*DOCUMENT TEXT*.
#####

Way back in the day, like a couple of years ago, a variety of influencer marketing platforms started appearing everywhere. Many of them marketed themselves with the promise that you could “Say goodbye to spreadsheets!”—the marketers tool of choice when it came to organizing their influencer operations. The funny thing about that is, most of those companies made software with features that went way beyond the need to simply organise their influencers.
The options were plentiful, but in a way they were limiting, too. You could say goodbye to spreadsheets and find new influencers; say goodbye to spreadsheets and manage campaigns; say goodbye to spreadsheets and manage relationships; say goodbye to spreadsheets and do any or all of these things. One thing companies could not do—or at least not do elegantly—was to simply say goodbye to spreadsheets. So that left a lot of people out in the cold who honestly just needed something better than spreadsheets.
Well, it took a few years to find that simple little system that didn’t try to do too much, but it’s here—and it’s called Stellar (if the name at the top of this review wasn’t enough of a giveaway). Founded in 2015 by CEO Cathy Pill and CMO Sarah Levin, Stellar is, at its heart, a productivity app. You know those neat little apps you download on your phone that help you organize your life in a way that makes everything so much easier? Stellar’s like that, except you can use it to as the foundation for multi-million dollar influencer marketing campaigns.
Full disclosure: Stellar actually does more than just replace your spreadsheets, too. It isn’t a purpose-built unitasker, but it also doesn’t stray outside its core use. That is, the other benefits you get out of using the platform are natural extensions of its organizational function. Meaning, if you’re going to manage and organise your influencers effectively, you’ll need to pull their content and engagement, too. And while you’re getting that, you might as well put it to some good use, which is exactly what Pill and Levin made sure to do.

#####

*SUPPLIED MATERIAL*.
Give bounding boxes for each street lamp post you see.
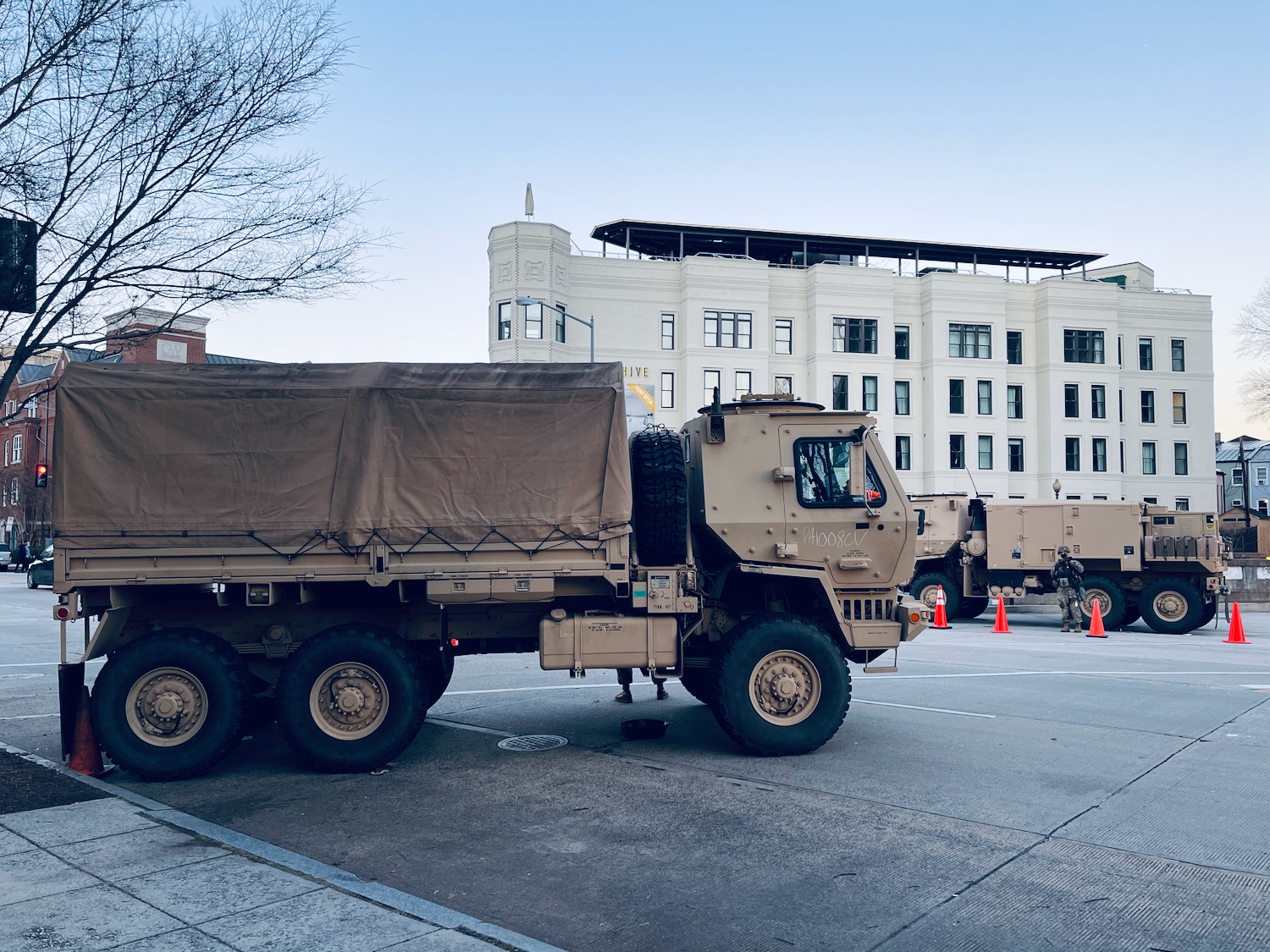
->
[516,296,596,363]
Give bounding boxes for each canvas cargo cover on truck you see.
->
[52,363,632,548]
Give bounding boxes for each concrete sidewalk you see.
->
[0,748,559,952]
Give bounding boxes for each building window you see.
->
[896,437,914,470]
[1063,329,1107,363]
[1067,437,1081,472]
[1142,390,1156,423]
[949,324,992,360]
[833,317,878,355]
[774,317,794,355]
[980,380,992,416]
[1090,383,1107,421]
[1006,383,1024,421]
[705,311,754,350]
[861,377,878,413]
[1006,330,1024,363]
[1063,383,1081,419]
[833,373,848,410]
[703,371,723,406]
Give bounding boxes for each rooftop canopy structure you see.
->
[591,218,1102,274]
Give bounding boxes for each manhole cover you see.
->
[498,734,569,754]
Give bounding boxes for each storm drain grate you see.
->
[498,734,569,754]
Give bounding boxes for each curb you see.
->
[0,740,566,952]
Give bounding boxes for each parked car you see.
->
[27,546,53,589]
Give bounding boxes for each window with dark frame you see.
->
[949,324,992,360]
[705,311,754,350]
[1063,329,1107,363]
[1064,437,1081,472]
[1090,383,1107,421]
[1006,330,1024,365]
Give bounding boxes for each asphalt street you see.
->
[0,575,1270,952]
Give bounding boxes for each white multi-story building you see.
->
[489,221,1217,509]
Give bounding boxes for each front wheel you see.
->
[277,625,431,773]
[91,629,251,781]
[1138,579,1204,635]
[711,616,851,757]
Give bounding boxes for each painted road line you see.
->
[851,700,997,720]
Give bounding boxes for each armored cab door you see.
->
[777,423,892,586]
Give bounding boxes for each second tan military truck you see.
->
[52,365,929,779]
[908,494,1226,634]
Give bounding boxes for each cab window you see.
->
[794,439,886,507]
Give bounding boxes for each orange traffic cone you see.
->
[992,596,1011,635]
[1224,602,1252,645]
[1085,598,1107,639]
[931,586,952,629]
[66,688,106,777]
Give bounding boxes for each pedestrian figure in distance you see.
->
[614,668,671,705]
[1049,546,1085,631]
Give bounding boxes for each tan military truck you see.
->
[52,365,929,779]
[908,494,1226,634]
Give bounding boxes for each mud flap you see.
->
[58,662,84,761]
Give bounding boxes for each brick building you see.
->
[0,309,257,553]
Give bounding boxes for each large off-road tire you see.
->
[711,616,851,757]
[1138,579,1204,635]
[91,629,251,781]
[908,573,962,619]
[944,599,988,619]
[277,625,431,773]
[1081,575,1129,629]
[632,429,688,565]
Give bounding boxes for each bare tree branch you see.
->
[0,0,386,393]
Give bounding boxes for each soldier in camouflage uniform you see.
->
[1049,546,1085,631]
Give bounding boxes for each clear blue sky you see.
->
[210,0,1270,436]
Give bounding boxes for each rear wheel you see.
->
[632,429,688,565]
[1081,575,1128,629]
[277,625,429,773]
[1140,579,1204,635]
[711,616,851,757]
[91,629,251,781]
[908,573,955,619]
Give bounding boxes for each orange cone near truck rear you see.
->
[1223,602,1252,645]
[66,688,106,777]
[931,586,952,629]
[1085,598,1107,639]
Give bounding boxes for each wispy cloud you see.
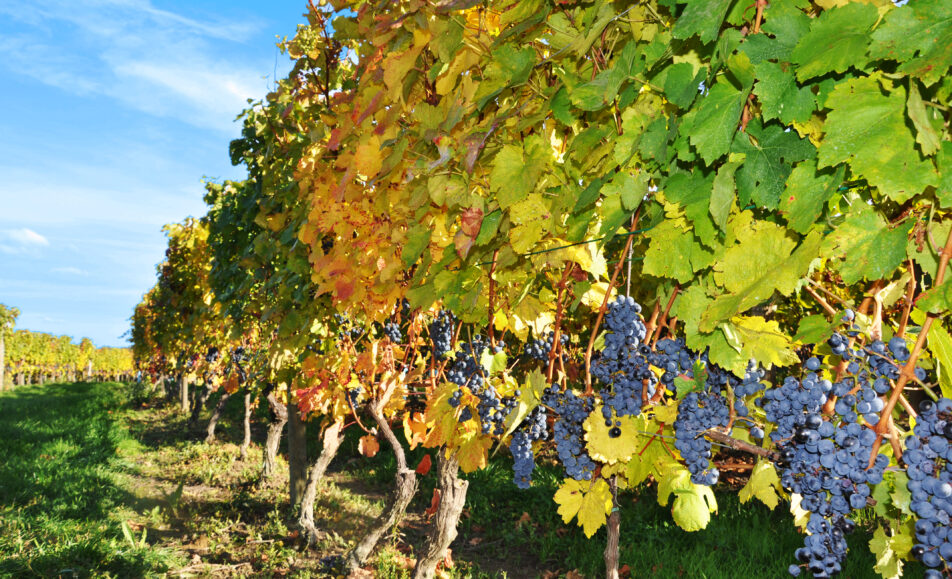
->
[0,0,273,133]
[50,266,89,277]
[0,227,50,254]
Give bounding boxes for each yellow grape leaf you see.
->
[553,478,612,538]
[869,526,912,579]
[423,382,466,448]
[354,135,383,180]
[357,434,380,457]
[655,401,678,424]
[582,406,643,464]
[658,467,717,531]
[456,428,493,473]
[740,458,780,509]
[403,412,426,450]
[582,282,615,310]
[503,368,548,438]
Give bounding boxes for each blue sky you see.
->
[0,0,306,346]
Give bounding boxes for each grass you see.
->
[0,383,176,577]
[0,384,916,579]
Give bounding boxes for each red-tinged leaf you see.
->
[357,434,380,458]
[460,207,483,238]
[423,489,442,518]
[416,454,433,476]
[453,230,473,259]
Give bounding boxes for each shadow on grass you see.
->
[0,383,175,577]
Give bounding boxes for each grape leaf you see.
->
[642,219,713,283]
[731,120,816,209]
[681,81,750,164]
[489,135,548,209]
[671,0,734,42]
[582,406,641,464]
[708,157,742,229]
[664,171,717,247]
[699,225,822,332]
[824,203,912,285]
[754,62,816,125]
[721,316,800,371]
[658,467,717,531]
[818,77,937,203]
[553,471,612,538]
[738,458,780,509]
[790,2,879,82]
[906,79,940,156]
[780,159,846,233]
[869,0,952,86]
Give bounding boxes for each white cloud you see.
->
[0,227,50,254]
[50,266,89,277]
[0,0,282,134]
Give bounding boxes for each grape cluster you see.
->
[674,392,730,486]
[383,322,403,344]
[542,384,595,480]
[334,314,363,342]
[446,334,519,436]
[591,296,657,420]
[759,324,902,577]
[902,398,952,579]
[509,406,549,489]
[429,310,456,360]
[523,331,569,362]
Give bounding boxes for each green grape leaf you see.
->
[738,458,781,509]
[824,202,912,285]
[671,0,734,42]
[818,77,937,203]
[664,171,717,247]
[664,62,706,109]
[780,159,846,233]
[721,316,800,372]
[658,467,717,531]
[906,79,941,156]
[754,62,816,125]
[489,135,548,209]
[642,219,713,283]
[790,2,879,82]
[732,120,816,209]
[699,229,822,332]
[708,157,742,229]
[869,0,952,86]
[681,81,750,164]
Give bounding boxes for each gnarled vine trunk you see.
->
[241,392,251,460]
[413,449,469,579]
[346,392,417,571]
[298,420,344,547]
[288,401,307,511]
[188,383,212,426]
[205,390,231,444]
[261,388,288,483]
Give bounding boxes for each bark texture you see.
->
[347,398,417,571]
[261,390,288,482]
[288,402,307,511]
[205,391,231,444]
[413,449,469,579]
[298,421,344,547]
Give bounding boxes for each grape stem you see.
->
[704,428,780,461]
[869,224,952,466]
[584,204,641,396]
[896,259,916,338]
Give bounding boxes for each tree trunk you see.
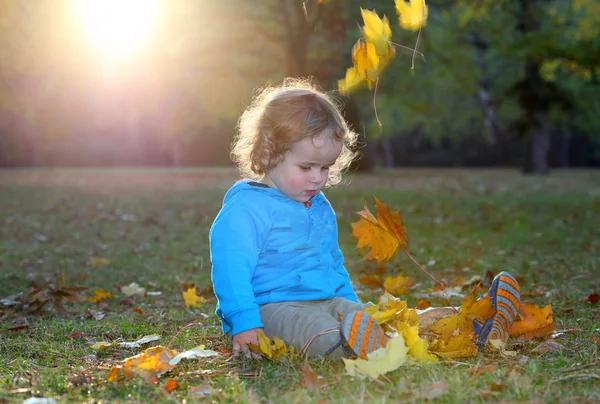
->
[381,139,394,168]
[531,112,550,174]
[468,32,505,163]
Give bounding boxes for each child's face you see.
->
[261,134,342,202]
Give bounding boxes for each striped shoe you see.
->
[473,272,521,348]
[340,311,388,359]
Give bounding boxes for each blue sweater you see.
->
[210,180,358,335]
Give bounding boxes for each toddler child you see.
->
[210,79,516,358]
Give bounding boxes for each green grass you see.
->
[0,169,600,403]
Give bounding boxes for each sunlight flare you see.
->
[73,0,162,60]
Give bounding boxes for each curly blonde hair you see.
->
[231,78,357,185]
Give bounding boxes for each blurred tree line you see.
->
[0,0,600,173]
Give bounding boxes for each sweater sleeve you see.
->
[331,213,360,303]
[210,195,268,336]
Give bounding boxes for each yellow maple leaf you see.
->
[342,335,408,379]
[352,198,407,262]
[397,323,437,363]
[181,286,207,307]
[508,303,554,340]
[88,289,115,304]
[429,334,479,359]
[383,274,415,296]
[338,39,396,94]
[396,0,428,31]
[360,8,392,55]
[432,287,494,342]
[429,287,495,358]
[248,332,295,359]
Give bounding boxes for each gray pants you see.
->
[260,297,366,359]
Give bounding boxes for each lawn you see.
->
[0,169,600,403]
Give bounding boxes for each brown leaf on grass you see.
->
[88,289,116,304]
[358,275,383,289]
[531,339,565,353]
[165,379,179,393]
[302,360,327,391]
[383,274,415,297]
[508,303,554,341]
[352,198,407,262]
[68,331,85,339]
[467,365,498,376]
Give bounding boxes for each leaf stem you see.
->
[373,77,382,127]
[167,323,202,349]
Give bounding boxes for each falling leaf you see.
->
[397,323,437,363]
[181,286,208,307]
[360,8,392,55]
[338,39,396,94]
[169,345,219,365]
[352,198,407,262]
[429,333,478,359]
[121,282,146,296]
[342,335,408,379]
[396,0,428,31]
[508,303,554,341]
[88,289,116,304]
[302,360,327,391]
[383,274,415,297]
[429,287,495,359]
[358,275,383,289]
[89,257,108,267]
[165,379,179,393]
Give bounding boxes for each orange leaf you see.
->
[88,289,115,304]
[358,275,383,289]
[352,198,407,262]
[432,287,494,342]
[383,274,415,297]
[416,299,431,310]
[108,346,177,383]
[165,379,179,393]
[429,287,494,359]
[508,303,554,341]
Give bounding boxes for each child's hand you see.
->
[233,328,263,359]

#####

*JOBS*.
(a) Translate this sentence from the Stellar review into Spanish: "The options were plentiful, but in a way they were limiting, too."
(b) Decide whether each statement agrees with the Stellar review. For each, answer yes or no and quote the words of the review that decide it.
(i) Stellar was founded in 2015 by Cathy Pill and Sarah Levin.
(ii) Stellar is described as a purpose-built unitasker.
(iii) Spreadsheets had been the marketers' tool of choice for organizing influencer operations.
(c) Proceed with the review of the Stellar influencer platform, picking up right after its final sentence.

*ANSWERS FOR THE TASKS*.
(a) Las opciones eran abundantes, pero, en cierto modo, también eran limitantes.

(b)
(i) Yes: "Founded in 2015 by CEO Cathy Pill and CMO Sarah Levin"
(ii) No: "It isn’t a purpose-built unitasker"
(iii) Yes: "the marketers tool of choice when it came to organizing their influencer operations"

(c)
Like other SaaS platforms, Stellar charges a monthly fee for access, and there are three different levels of subscription. There’s a free plan, and two others that you can pay for—the pricing for each of these levels changes based on the number of influencers you’re managing, from 25 to 5,000. For exact pricing, you can check out Stellar’s own pricing page. For a description of the different levels, and ballpark cost, read on.
- Free — You can use this plan for free and forever, as long as you never need to manage more than 3 influencers at a time. It’s a great way to try out some of the basic features and get a feel for the platform though.
- Standard (79€/mo for 25 users, up to 1,399€/mo for 5,000) — At this level you get unlimited user accounts for your team to access to the influencer management tools. You can organise them into groups, see their stats, audience data and analysis, export groups, and collaborate with team members.
- Premium (169€/mo for 25 users, up to 1,999€/mo for 5,000) — This gets everything in Standard, plus campaign stats, content monitoring and export, unlimited reporting, and report sharing.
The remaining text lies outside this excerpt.